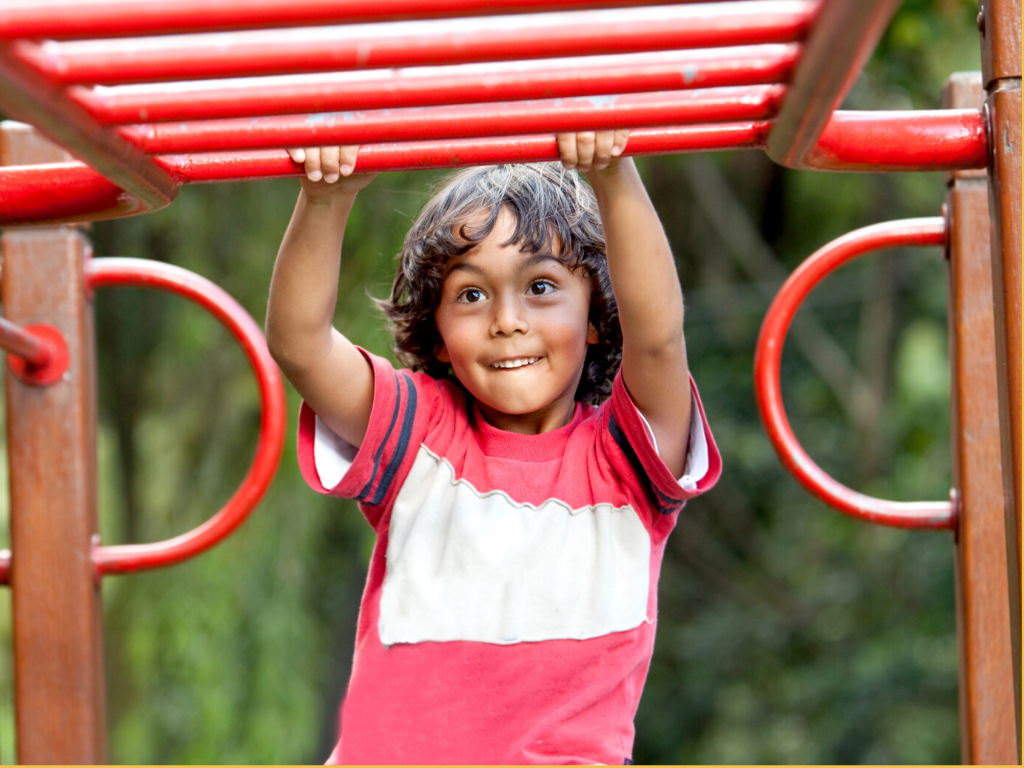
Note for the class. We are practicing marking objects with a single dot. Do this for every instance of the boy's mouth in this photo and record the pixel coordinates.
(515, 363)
——————————
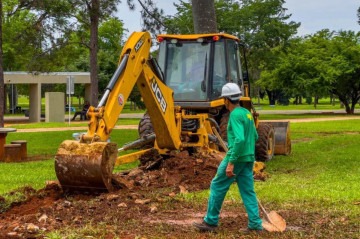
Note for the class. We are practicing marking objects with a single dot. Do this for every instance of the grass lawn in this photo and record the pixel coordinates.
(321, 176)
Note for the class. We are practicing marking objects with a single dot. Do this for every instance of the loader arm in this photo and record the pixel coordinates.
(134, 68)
——————————
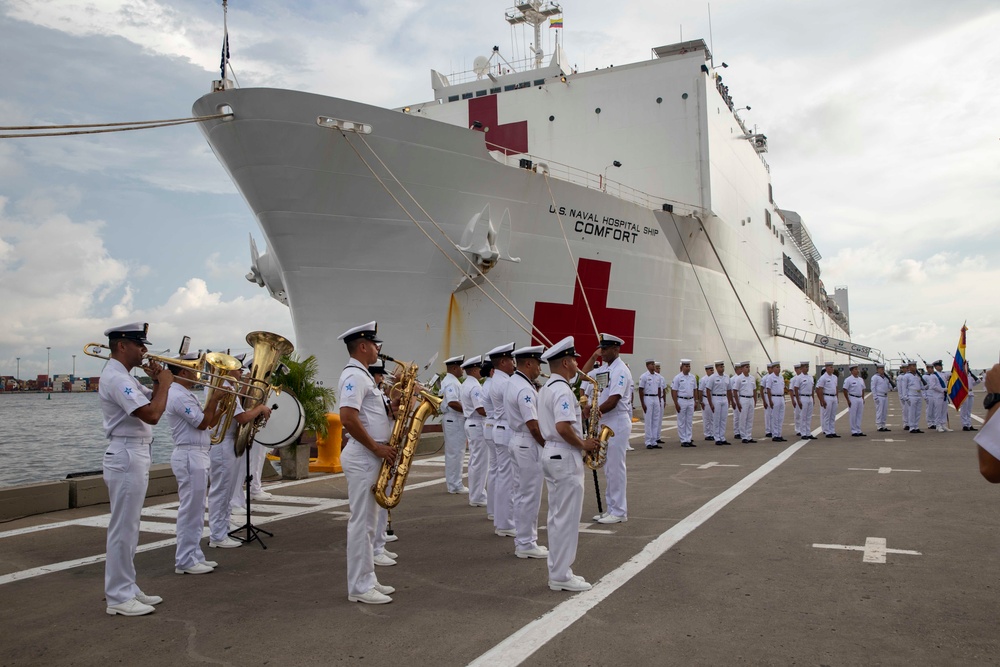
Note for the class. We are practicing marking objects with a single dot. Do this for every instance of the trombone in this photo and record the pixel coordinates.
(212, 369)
——————————
GIVEN PROBLEM:
Return each line above that contains the word "grass", copying each one in full.

ANSWER FOR THIS EXERCISE:
Note for the class. We are practicing marking objects with a single dot. Do this for every instance of the grass lawn in this photo and record the pixel coordinates.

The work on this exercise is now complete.